------ DATA PROVIDED

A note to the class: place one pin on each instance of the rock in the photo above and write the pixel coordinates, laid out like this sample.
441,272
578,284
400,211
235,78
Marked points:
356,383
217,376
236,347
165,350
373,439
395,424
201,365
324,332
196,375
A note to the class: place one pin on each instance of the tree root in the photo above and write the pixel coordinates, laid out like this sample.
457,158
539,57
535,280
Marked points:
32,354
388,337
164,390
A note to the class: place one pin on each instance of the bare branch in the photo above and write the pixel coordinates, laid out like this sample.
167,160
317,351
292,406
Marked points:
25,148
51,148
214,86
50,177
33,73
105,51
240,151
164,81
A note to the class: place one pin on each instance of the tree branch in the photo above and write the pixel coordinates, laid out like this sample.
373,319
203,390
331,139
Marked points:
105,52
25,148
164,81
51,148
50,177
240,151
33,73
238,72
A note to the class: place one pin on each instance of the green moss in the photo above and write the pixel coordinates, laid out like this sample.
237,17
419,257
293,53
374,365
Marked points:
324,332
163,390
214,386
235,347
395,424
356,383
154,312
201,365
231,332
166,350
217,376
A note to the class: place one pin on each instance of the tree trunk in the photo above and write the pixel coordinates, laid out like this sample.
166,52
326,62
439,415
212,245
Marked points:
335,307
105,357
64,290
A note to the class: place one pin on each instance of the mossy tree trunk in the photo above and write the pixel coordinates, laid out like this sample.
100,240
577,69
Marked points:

------------
------ DATA PROVIDED

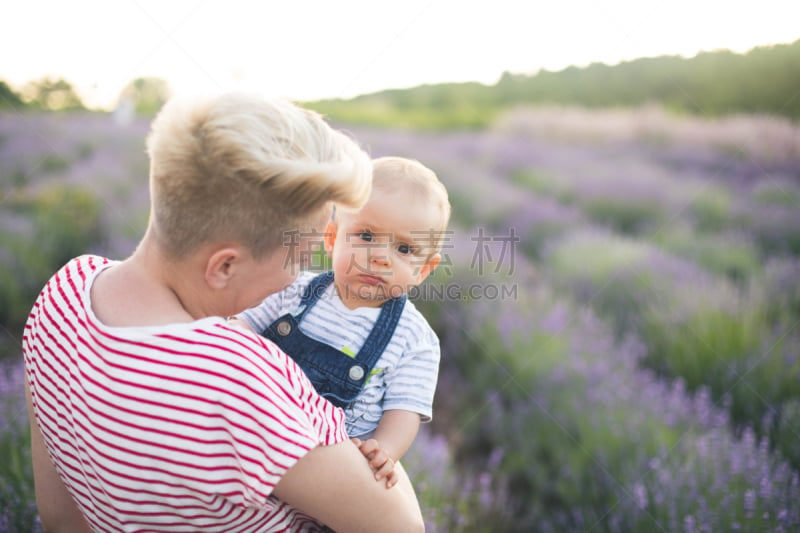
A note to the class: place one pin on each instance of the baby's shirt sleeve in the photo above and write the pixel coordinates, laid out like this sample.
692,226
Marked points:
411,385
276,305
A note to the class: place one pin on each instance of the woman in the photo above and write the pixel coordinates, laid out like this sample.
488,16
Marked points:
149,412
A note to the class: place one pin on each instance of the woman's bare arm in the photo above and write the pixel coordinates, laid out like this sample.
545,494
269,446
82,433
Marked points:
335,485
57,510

------------
------ DATA PROVIDED

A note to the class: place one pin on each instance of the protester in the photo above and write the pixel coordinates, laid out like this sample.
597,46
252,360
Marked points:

------------

▶ [REQUIREMENT]:
What lines in the records contain the word "branch"? Return each one.

▶ [OUTPUT FOR THIS EXERCISE]:
A note to the class: place one pin on each instance of the bare branch in the photo above and write the pixel coordinates, laid out like this sample.
A note to the class: place one pin on each instance of the tree branch in the photo above and write the pixel coordinates, laid out like this sample.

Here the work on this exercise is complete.